*TASK INPUTS*:
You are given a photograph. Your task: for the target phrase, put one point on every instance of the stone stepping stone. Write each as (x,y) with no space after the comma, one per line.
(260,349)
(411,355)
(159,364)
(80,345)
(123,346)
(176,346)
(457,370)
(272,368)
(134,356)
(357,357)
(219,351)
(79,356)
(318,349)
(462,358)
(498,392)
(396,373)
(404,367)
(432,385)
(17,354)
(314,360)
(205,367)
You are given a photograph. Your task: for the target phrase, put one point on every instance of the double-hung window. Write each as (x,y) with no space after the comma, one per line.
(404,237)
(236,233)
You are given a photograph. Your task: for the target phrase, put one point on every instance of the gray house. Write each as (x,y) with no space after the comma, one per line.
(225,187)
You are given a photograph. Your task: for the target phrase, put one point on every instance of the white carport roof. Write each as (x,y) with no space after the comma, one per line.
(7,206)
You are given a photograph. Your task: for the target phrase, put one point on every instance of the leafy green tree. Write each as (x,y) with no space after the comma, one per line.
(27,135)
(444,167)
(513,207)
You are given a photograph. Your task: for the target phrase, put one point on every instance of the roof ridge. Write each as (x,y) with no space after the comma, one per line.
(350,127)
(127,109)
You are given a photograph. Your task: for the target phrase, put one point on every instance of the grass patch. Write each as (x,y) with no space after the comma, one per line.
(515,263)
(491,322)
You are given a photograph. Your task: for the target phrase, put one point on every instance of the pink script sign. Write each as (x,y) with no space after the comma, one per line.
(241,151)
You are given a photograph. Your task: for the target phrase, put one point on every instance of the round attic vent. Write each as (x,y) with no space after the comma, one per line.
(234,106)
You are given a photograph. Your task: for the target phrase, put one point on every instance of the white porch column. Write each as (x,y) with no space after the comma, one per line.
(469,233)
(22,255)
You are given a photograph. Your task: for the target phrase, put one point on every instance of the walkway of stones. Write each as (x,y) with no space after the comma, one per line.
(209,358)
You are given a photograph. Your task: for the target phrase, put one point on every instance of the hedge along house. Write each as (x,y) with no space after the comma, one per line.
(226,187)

---

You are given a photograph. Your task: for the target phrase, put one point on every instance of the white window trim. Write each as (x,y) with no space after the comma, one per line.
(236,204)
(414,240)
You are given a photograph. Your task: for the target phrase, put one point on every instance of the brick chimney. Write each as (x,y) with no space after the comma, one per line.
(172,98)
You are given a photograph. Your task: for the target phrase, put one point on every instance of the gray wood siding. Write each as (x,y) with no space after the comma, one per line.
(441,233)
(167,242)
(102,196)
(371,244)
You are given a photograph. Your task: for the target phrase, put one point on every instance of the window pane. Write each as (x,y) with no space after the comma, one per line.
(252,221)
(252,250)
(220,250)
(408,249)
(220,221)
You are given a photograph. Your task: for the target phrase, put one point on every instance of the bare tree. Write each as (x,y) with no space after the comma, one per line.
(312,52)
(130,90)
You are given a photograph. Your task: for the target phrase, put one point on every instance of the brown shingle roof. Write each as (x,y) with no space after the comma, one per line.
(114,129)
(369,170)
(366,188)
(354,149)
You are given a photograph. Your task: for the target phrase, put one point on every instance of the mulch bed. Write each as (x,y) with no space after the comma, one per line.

...

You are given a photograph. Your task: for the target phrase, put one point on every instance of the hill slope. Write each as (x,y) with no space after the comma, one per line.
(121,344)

*TASK DESCRIPTION*: Where the listing above has a line with "of the brick", start there, and output every line exactly through the line with "of the mulch", which is also included.

*OUTPUT OF THE TASK*:
You are given a photograph. Your task: for the target phrase, put one point on every instance of the brick chimney. Write each as (x,y) with no space after the comma, one per line.
(172,98)
You are given a photograph. Your task: for the target phrase, put one point on every instance of the gray wood siding. Write each as (x,y) with no space after the comma, one per line.
(441,233)
(167,242)
(102,196)
(371,244)
You are given a photograph. Your task: for the target phrase, put one point on every instance of the window pane. Write each as (x,y) with no space after the comma, one per line.
(252,221)
(252,250)
(220,250)
(408,249)
(220,221)
You are given a photograph. Your task: for the target phrase, put one point on every instance of the bare tree. Write each as (x,y) with no space after the comma, one per line.
(312,52)
(130,90)
You are given a photograph. Your task: for the target phrase, put one point on every instance of the brown shingle roof. Write each as (x,y) with no space after the comma, one per line.
(114,129)
(369,170)
(366,188)
(354,149)
You are given a photograph. Your task: for the target phrase, put one point on every instance of the mulch bed. Write each as (x,y) with no space after the comma, one per line.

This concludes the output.